_Written exercise_
Return every item below verbatim, with no changes to any line.

_Provided entries_
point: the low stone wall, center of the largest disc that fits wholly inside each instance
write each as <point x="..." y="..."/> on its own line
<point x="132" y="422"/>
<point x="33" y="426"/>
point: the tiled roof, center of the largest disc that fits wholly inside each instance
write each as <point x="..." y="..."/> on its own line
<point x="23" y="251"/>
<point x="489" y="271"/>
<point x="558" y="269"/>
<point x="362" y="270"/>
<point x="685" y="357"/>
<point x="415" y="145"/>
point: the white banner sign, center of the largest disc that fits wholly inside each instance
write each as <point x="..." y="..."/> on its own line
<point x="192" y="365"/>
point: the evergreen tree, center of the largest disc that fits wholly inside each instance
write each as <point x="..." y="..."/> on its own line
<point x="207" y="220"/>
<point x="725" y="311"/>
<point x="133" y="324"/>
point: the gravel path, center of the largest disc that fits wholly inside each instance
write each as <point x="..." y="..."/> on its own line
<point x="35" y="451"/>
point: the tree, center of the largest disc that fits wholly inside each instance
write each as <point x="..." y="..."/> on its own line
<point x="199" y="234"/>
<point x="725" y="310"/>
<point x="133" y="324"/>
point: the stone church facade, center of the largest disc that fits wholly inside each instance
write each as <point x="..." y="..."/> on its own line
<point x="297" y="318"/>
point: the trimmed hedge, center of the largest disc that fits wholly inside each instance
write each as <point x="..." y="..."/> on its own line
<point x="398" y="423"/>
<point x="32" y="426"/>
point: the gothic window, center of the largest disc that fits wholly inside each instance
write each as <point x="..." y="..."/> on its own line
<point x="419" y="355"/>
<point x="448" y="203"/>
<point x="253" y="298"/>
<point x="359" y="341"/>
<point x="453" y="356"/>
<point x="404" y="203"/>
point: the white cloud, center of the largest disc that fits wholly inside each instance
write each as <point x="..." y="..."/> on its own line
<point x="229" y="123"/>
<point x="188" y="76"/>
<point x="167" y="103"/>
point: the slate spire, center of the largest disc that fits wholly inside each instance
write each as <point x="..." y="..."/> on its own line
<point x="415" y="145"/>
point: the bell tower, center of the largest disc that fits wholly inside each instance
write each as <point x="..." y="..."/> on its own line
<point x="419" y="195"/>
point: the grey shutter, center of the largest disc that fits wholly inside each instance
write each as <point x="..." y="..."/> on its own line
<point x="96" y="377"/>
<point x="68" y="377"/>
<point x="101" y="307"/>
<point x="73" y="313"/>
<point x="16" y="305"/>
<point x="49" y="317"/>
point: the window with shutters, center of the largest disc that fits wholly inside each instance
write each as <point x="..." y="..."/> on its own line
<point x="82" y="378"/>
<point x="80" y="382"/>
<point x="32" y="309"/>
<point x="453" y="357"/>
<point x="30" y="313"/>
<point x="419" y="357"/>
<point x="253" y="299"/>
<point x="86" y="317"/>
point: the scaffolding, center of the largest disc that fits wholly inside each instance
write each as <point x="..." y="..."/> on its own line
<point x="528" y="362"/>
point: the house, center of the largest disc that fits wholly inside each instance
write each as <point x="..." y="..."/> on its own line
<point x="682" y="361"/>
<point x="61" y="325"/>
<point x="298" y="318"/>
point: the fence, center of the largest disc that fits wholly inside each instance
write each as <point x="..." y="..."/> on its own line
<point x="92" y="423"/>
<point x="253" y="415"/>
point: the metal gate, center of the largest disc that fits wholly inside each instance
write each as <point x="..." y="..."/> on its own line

_Solution to the exercise_
point: the low stone wall, center of the largest disc that fits wholly inside each instance
write each as <point x="..." y="..."/> on its own line
<point x="132" y="422"/>
<point x="33" y="426"/>
point: the tiled roof, center of the largest disc that fits wholly inside each instance
write each as <point x="..." y="..."/> on its own line
<point x="23" y="251"/>
<point x="489" y="271"/>
<point x="558" y="269"/>
<point x="362" y="270"/>
<point x="685" y="357"/>
<point x="415" y="145"/>
point: the white banner sign, center of the largest disc that fits wholly inside each instance
write each as <point x="..." y="..."/> on its own line
<point x="192" y="365"/>
point: the evergreen tree, center of the largest disc that fits wholly inside each instance
write each as <point x="..." y="..."/> on its own line
<point x="207" y="220"/>
<point x="725" y="311"/>
<point x="133" y="324"/>
point: the gravel path, center of the largest disc that fits wholly inside each instance
write each as <point x="..." y="..."/> on its own line
<point x="35" y="451"/>
point: the tree, center of the largest disc that fits wholly inside each instance
write each as <point x="..." y="..."/> on its own line
<point x="199" y="234"/>
<point x="725" y="310"/>
<point x="133" y="324"/>
point: the stone church facade, center of the largest disc that fits wholly inside each instance
write each as <point x="..." y="..."/> on its own line
<point x="297" y="318"/>
point: the trimmed hedge, center of the largest disc that fits wholly inside each instance
write each as <point x="..." y="..."/> on its own line
<point x="398" y="423"/>
<point x="32" y="426"/>
point: the gothic window, center of the largest disc that fits wholly inside each instance
write each as <point x="..." y="..."/> on its own line
<point x="419" y="355"/>
<point x="448" y="203"/>
<point x="253" y="298"/>
<point x="359" y="341"/>
<point x="453" y="356"/>
<point x="404" y="203"/>
point: the white cloud, center of the largest disc that fits wholly inside each instance
write each as <point x="..." y="..."/> on its own line
<point x="229" y="123"/>
<point x="188" y="76"/>
<point x="167" y="103"/>
point: the slate spire, center of the largest disc that fits wholly inside each instance
write each as <point x="..." y="..."/> on its own line
<point x="415" y="145"/>
point: the bell tower, center of the largest disc that fits wholly inside each instance
write each as <point x="..." y="..."/> on its own line
<point x="419" y="195"/>
point: the grey shutter, center of the largest disc that fits wholly inside each instance
write each as <point x="..." y="..."/> on its own line
<point x="96" y="377"/>
<point x="68" y="377"/>
<point x="101" y="307"/>
<point x="73" y="313"/>
<point x="16" y="305"/>
<point x="49" y="317"/>
point: the window with shutters, center of the largest disc that fits wholly inside each instance
write each as <point x="..." y="..."/> on its own line
<point x="82" y="378"/>
<point x="80" y="382"/>
<point x="32" y="309"/>
<point x="453" y="357"/>
<point x="30" y="313"/>
<point x="419" y="357"/>
<point x="253" y="299"/>
<point x="86" y="317"/>
point: the scaffolding, center of the largest disc that fits wholly inside each instance
write each as <point x="..." y="..."/> on its own line
<point x="528" y="362"/>
point: the house, center of the largest disc that fits wholly inside each instance
write each as <point x="..." y="..."/> on its own line
<point x="682" y="361"/>
<point x="61" y="325"/>
<point x="298" y="318"/>
point: the fence, center of the largest disc that fits wholly inside each instance
write each as <point x="..." y="..."/> on its own line
<point x="92" y="423"/>
<point x="253" y="415"/>
point: the metal gate, center of the largest disc that fits wholly inside each instance
write each as <point x="..." y="..."/> on its own line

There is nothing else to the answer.